**Aim of the task**
Nothing in the entries should change; repeat them exactly.

::::::::::

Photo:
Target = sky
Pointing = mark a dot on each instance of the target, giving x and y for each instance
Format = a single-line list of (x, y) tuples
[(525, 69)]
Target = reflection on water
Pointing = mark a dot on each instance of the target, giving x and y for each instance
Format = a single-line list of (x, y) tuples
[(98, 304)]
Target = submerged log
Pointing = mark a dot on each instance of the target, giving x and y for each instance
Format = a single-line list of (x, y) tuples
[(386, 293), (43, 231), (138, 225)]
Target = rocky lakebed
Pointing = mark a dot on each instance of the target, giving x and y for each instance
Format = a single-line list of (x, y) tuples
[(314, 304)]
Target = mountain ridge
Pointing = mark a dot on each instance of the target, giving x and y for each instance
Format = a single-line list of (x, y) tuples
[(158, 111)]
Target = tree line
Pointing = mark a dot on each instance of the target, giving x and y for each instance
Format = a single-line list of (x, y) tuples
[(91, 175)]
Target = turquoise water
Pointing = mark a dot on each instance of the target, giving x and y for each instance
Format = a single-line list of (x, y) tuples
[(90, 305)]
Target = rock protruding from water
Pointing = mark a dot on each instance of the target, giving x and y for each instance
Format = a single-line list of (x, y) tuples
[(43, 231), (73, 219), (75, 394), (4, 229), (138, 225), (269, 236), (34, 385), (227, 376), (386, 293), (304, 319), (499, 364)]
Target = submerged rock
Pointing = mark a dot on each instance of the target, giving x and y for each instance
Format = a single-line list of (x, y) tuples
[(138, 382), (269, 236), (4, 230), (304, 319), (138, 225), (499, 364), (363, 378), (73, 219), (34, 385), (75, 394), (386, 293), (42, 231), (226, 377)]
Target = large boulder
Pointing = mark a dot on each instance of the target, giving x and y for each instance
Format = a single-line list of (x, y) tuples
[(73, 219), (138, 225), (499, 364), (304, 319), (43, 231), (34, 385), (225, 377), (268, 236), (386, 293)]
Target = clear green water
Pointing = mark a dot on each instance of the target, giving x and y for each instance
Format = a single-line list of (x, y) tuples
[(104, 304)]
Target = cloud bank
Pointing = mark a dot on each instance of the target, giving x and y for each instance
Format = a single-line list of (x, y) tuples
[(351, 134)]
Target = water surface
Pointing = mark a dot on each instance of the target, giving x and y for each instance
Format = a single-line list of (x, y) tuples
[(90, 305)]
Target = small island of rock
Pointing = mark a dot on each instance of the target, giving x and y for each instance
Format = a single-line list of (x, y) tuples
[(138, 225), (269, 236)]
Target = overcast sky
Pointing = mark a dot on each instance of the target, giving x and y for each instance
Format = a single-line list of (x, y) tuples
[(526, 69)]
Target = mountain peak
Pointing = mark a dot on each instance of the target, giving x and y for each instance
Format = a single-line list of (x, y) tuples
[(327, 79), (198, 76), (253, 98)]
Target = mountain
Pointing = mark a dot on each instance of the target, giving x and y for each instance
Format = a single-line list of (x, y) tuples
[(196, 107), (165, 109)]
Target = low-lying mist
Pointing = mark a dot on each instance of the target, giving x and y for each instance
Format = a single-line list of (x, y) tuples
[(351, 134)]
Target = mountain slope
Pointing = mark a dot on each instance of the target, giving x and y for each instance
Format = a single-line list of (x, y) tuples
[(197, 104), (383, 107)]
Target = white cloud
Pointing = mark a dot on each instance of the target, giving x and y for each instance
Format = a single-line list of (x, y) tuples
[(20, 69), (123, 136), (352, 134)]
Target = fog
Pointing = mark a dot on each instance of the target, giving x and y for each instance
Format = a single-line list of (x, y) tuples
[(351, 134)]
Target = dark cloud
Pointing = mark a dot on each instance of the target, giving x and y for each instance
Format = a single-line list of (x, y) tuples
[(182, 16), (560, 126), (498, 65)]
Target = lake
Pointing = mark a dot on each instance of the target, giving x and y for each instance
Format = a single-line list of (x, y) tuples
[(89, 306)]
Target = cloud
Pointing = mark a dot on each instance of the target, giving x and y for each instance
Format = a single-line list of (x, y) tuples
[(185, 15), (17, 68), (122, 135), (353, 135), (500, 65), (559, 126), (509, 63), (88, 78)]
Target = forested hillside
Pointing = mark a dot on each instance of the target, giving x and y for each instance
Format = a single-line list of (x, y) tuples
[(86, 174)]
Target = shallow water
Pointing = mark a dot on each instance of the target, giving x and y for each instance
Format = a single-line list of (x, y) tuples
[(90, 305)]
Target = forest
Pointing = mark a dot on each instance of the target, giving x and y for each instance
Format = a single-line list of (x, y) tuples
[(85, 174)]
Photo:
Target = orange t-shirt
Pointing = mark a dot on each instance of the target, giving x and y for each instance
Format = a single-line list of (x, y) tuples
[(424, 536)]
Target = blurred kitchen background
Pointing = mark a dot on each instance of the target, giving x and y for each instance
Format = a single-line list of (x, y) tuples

::::::::::

**Solution to this exercise**
Photo:
Target = sky
Pointing = mark a dot on each instance of the target, giving x and y for each instance
Format = a single-line list of (x, y) tuples
[(525, 69)]
Target = reflection on water
Pointing = mark a dot on each instance of the target, giving x and y for each instance
Format = a single-line list of (x, y) tuples
[(98, 304)]
Target = submerged log
Pointing = mark a dot on each instance of the target, giving x and y for each instance
Format = a single-line list of (x, y) tuples
[(386, 293), (43, 231), (138, 225)]
Target = rocky lakebed
Pointing = mark a dot on each instance of the target, giving x and y for each instance
Format = a single-line list of (x, y) tuples
[(314, 304)]
Target = mountain ridge
Pointing = mark a dot on each instance of the target, giving x and y for each instance
Format = a single-line list of (x, y) tuples
[(158, 111)]
Target = tree line
Pointing = mark a dot on each instance of the target, giving x and y for each instance
Format = a single-line list of (x, y) tuples
[(91, 175)]
Target = turquoise water
Pointing = mark a dot on each instance of the target, giving x and y for each instance
Format = a single-line list of (x, y) tuples
[(90, 305)]
Target = rock protruding from water
Pointing = mark a dot on each instance of the target, giving x and y for each instance
Format = a single-line list of (x, y) tuples
[(43, 231), (73, 219), (75, 394), (4, 229), (138, 225), (269, 236), (34, 385), (227, 376), (386, 293), (304, 319), (499, 364)]
Target = submerged rock
Pointing = mark a dot on each instance of the target, giving x and y for each instance
Format = a single-line list of (x, y) tuples
[(138, 382), (269, 236), (4, 230), (304, 319), (138, 225), (499, 364), (363, 378), (73, 219), (34, 385), (75, 394), (386, 293), (42, 231), (226, 377)]
Target = large boulder
Pointing = mark a dot on each instance of the target, giving x and y for each instance
Format = a single-line list of (x, y) tuples
[(73, 219), (138, 225), (499, 364), (304, 319), (43, 231), (34, 385), (225, 377), (268, 236), (386, 293)]
Target = clear green water
Pointing = mark a dot on each instance of the target, giving x and y for each instance
Format = a single-line list of (x, y) tuples
[(104, 304)]
Target = cloud bank
Pointing = mark a dot on each instance of the target, giving x and y for each instance
Format = a single-line list of (x, y) tuples
[(351, 134)]
Target = water surface
Pointing = mark a dot on each instance of the target, giving x and y for each instance
Format = a single-line list of (x, y) tuples
[(90, 305)]
Target = small island of rock
Pointing = mark a dot on each instance of the target, giving x and y for each instance
Format = a single-line list of (x, y) tuples
[(138, 225), (269, 236)]
Target = overcast sky
Pointing = mark a dot on each instance of the target, giving x and y for each instance
Format = a single-line list of (x, y) tuples
[(526, 69)]
Target = mountain peak
Pointing = mark a dot on each instance of the target, giving x and y for each instance
Format = a single-line list of (x, y) tuples
[(327, 79), (198, 76), (253, 98)]
Target = mountain
Pointing = mark a dot on each instance of the target, giving x and y for each instance
Format = a single-line list of (x, y) tuples
[(196, 107), (165, 109)]
Target = low-lying mist
Pointing = mark a dot on each instance of the target, giving x and y for each instance
Format = a single-line list of (x, y) tuples
[(351, 134)]
Target = mountain slope
Pointing = mark a dot on each instance of the target, giving x and y for each instance
Format = a single-line list of (x, y) tuples
[(197, 104), (383, 107)]
Target = white cloud
Pointing = mark a dot on each instance of the target, giving x and y for each instance
Format = a single-line list of (x, y) tuples
[(20, 69), (123, 136), (352, 134)]
Target = fog
Pointing = mark a dot on each instance of the target, giving x and y for each instance
Format = a single-line list of (x, y) tuples
[(351, 134)]
Target = dark cloud
Pointing = mark a dot on each instance of the target, giving x and y for each instance
Format = a single-line list of (x, y) tuples
[(182, 16), (560, 126), (498, 65)]
Target = lake
Pointing = mark a dot on each instance of the target, giving x and y for each instance
Format = a single-line list of (x, y) tuples
[(89, 306)]
Target = cloud
Pointing = mark a dot on each instance of the target, giving x and y for each instance
Format = a single-line list of (x, y) tuples
[(185, 15), (17, 68), (122, 135), (353, 135), (500, 65), (559, 126), (509, 63), (88, 78)]
Target = forested hillside
Pointing = mark a dot on each instance of the target, giving x and y for each instance
Format = a single-line list of (x, y) tuples
[(86, 174)]
Target = shallow water
Pointing = mark a dot on each instance of the target, giving x and y for each instance
Format = a single-line list of (x, y) tuples
[(90, 305)]
Target = forest
Pointing = mark a dot on each instance of the target, giving x and y for each instance
Format = a single-line list of (x, y) tuples
[(85, 174)]
Photo:
Target = orange t-shirt
Pointing = mark a dot on each instance of the target, giving x and y for each instance
Format = a single-line list of (x, y) tuples
[(424, 536)]
Target = blurred kitchen background
Pointing = mark a dot on each instance of the target, giving x and y for each instance
Format = a single-line list of (x, y) tuples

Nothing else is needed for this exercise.